● Work to complete: Scan the lines below; pull out those with "shoulder".

[Collected data entries]

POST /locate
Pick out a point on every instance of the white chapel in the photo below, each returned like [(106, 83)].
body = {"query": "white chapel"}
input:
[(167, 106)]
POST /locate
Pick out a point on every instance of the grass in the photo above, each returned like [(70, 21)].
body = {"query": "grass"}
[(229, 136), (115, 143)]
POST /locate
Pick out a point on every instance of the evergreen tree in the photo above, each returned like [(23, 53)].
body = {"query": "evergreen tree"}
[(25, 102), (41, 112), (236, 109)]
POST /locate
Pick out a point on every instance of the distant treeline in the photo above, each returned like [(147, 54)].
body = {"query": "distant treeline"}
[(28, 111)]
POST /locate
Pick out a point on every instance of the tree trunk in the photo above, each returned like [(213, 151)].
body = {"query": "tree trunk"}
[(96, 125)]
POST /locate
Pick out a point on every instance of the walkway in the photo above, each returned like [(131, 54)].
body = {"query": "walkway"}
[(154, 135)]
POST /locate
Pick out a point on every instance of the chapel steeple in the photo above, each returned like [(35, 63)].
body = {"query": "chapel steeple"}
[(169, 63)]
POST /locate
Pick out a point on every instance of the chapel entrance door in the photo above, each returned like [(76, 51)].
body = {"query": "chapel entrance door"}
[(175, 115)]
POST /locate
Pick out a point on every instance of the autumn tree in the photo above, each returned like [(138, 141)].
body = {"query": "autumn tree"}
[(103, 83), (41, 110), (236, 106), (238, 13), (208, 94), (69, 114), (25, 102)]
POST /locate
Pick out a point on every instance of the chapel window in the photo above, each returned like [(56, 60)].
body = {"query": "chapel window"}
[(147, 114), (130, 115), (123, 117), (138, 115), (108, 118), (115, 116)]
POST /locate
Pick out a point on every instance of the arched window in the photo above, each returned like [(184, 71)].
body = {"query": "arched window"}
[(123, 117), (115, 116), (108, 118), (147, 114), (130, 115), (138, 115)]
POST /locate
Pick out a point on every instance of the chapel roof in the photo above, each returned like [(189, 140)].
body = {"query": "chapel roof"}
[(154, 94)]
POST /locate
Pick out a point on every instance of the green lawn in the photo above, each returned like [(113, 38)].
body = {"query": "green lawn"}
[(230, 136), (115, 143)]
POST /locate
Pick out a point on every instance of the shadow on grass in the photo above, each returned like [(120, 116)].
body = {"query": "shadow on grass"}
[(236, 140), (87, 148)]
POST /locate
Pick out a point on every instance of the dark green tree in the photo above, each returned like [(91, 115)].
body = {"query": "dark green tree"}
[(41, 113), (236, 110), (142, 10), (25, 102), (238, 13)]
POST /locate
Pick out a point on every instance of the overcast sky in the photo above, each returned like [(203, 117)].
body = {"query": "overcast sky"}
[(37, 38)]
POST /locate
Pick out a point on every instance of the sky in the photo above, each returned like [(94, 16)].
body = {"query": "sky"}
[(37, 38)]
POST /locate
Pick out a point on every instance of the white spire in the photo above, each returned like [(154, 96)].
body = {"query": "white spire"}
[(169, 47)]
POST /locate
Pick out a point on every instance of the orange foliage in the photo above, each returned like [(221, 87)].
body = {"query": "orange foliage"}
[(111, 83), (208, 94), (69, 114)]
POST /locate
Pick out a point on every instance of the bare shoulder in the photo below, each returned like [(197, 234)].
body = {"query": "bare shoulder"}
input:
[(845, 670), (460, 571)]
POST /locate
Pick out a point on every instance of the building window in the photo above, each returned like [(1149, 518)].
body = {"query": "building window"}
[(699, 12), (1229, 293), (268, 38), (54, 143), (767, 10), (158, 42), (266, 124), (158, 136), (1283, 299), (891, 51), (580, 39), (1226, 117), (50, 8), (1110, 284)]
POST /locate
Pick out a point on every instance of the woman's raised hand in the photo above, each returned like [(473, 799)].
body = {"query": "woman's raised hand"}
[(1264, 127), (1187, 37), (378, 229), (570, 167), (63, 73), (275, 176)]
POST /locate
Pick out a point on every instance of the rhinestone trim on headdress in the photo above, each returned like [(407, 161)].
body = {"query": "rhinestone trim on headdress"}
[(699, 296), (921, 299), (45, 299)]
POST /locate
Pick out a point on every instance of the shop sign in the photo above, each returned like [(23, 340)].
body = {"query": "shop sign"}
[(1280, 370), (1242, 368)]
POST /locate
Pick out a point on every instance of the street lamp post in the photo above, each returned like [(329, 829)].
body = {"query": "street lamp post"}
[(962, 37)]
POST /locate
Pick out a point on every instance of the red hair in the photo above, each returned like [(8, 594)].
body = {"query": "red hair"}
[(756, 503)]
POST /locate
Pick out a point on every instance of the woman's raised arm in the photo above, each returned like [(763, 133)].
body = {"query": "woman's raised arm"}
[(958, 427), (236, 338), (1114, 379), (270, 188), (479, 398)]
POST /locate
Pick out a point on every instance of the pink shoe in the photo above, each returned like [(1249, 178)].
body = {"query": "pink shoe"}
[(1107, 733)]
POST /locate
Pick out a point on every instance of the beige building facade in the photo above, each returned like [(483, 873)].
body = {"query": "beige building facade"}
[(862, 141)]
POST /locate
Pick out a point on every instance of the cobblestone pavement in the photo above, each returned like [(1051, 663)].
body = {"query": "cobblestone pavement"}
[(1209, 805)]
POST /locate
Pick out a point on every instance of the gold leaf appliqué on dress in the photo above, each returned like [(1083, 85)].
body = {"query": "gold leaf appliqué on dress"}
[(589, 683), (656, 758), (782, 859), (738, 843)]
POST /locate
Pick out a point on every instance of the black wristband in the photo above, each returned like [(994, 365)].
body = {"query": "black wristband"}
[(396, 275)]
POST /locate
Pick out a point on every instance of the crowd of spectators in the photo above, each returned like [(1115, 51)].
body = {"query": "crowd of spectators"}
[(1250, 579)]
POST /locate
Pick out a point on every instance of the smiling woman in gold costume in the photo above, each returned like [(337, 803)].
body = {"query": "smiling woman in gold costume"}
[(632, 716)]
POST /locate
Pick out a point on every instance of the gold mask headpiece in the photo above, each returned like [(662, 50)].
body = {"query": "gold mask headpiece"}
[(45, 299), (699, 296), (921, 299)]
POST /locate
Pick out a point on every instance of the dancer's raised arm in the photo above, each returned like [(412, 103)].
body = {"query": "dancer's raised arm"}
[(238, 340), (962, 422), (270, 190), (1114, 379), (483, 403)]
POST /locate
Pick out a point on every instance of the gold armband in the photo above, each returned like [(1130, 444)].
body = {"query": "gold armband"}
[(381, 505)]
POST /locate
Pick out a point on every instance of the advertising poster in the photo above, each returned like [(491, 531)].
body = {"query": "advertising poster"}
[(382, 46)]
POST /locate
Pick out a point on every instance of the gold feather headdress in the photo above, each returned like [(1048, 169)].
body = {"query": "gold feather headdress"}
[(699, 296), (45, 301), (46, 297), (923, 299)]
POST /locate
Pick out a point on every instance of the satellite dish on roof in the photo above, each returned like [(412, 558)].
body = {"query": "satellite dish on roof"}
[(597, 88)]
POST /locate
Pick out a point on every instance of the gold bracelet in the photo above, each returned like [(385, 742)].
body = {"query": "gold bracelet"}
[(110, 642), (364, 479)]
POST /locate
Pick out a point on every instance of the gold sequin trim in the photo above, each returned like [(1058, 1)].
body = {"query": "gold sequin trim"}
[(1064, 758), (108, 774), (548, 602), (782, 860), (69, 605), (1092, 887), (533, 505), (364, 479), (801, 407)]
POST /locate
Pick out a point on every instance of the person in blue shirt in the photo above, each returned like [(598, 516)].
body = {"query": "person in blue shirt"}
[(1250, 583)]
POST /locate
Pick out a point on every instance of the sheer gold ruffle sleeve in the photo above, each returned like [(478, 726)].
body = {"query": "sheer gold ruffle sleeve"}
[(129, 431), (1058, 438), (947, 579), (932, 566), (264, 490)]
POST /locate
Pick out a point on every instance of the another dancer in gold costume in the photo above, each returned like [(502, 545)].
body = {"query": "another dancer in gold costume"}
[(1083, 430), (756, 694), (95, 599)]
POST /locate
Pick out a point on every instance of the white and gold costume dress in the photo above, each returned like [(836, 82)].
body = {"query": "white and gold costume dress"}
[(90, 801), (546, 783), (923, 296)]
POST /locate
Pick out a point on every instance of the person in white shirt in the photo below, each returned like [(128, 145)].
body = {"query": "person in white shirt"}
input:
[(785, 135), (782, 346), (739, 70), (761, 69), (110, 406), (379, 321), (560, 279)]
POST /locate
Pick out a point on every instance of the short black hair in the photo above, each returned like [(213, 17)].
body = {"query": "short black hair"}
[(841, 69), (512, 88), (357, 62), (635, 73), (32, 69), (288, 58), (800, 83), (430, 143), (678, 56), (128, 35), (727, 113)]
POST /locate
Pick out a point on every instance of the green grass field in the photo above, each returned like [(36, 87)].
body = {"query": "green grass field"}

● Expected output:
Pick out a point on every instance of the bare shoulder in the photo below, each returned like [(197, 234)].
body = {"query": "bare shoulder"}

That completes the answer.